Records from a dataset
--

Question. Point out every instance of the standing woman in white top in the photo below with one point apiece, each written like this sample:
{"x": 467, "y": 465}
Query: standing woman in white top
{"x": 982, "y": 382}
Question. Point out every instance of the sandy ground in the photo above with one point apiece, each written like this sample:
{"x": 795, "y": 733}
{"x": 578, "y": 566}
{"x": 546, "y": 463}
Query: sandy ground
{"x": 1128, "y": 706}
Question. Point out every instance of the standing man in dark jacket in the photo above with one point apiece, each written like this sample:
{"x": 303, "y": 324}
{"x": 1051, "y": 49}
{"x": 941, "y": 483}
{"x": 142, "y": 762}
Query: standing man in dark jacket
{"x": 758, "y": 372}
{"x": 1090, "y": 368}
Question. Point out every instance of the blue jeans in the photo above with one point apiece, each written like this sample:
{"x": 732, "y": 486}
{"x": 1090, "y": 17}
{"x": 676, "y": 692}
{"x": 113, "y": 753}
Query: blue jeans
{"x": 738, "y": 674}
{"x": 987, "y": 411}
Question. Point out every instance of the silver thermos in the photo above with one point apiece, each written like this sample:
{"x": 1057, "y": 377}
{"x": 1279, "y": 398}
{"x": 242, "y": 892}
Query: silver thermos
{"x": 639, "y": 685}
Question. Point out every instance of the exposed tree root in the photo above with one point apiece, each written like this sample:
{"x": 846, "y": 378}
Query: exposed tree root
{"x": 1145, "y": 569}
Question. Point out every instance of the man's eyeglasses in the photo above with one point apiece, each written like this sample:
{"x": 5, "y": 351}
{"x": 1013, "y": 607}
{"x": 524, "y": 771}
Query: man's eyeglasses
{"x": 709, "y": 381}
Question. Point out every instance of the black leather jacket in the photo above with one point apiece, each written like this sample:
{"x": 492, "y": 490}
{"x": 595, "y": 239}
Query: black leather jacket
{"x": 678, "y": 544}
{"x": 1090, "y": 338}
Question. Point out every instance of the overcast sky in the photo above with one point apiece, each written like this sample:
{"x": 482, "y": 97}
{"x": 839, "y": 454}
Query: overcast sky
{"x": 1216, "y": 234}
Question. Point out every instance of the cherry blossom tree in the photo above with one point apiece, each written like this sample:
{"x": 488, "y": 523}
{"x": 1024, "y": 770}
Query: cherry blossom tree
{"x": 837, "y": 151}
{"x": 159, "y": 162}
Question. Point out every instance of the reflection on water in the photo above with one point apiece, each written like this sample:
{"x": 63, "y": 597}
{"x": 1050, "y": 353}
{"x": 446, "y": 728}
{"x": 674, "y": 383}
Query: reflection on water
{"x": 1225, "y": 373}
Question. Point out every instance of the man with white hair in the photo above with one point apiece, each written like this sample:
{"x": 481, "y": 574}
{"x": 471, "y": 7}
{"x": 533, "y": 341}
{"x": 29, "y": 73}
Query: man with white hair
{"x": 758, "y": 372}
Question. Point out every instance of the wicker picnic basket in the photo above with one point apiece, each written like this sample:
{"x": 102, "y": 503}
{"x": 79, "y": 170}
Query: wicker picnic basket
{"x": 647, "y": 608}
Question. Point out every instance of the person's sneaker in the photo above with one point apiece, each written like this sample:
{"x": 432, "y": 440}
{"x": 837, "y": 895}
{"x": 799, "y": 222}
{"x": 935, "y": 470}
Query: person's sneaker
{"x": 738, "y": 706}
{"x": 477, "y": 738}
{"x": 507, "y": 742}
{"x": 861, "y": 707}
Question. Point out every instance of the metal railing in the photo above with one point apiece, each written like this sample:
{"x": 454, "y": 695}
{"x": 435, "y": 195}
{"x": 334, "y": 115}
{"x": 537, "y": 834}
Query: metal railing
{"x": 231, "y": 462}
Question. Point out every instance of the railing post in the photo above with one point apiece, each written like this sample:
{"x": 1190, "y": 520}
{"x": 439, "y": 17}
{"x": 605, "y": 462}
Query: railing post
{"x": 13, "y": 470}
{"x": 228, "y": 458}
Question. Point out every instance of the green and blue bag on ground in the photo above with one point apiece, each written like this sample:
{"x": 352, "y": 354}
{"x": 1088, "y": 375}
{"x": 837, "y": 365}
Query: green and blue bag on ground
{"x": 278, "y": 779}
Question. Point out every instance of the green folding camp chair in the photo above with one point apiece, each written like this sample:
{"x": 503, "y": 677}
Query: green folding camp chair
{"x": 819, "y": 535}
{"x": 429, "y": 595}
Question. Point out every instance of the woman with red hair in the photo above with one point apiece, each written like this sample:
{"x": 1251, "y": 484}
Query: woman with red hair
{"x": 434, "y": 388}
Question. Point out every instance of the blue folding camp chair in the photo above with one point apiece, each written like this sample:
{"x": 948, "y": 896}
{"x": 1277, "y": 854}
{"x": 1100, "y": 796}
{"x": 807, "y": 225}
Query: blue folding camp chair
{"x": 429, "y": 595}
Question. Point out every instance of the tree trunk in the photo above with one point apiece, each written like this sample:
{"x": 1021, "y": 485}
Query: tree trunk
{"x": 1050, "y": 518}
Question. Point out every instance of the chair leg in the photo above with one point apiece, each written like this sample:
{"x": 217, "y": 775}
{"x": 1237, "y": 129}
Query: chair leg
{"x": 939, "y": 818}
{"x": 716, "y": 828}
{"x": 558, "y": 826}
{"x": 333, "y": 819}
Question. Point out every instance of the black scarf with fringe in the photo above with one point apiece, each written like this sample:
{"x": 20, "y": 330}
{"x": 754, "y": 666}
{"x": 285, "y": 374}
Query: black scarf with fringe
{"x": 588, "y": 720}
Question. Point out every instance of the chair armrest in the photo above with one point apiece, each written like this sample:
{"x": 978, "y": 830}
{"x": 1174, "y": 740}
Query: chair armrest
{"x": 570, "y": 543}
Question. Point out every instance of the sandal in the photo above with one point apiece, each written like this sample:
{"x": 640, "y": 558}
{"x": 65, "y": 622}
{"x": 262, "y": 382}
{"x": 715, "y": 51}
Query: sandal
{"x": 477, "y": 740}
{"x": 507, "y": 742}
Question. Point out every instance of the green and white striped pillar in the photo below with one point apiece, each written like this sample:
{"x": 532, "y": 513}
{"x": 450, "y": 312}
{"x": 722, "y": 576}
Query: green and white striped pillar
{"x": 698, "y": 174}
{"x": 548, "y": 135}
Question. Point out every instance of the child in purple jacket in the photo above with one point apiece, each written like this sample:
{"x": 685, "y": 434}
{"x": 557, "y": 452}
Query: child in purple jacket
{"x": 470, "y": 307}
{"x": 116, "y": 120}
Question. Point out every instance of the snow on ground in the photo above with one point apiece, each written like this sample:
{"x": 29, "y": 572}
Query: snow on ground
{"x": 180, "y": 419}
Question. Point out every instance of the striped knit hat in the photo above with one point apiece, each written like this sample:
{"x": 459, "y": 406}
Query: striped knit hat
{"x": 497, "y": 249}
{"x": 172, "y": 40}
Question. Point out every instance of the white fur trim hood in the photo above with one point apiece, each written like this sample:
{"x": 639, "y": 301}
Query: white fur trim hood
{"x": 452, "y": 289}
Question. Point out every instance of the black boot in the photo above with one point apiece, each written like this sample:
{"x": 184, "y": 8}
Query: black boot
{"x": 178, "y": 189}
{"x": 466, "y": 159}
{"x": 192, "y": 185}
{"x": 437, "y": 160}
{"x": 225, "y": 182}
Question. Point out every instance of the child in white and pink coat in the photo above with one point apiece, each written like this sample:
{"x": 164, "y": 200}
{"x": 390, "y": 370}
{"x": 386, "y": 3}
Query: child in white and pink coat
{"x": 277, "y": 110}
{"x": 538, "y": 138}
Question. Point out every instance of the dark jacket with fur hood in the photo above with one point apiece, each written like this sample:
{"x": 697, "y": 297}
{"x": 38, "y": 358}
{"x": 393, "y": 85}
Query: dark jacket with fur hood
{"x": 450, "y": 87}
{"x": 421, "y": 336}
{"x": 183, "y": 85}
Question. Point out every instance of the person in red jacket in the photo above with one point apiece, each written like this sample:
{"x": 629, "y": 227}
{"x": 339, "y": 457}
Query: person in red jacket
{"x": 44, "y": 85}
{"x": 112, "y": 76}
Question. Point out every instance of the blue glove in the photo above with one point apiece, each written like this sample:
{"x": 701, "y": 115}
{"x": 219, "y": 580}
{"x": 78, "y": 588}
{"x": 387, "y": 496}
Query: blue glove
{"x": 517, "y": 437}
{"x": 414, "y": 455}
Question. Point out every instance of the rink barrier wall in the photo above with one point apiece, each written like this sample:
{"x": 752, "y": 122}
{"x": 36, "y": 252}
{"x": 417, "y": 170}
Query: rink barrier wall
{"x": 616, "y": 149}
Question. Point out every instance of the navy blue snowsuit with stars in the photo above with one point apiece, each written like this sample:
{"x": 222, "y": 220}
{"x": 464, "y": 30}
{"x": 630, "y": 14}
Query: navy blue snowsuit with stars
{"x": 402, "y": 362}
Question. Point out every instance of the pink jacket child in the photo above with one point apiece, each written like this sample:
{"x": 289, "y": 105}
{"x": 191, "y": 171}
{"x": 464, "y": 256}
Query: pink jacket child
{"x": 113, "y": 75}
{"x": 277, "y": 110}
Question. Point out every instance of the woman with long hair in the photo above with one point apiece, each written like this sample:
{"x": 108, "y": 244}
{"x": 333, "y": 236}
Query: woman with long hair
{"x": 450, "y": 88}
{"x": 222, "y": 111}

--

Take the lines from the one containing "Question. Point out every instance of the rink" to the last line of the material above and write them out exactly.

TASK ANSWER
Question. Point out every instance of the rink barrier wall in the photo above with one point apiece, each written like this sample:
{"x": 752, "y": 122}
{"x": 36, "y": 252}
{"x": 417, "y": 170}
Query: rink barrier wall
{"x": 616, "y": 149}
Question. Point out every instance of the navy blue snowsuit with stars in the photo above with one point apiece, each written like this sample:
{"x": 222, "y": 220}
{"x": 464, "y": 30}
{"x": 630, "y": 14}
Query: navy blue snowsuit with stars
{"x": 402, "y": 362}
Question. Point out every instance of the pink jacket child in the photo above with one point apiece, each written like this sample:
{"x": 289, "y": 105}
{"x": 191, "y": 171}
{"x": 464, "y": 256}
Query: pink jacket child
{"x": 113, "y": 75}
{"x": 277, "y": 110}
Question. Point out every instance of the woman with long hair in the photo above with one point apiece, each written like this sample:
{"x": 108, "y": 244}
{"x": 333, "y": 236}
Query: woman with long hair
{"x": 450, "y": 88}
{"x": 222, "y": 111}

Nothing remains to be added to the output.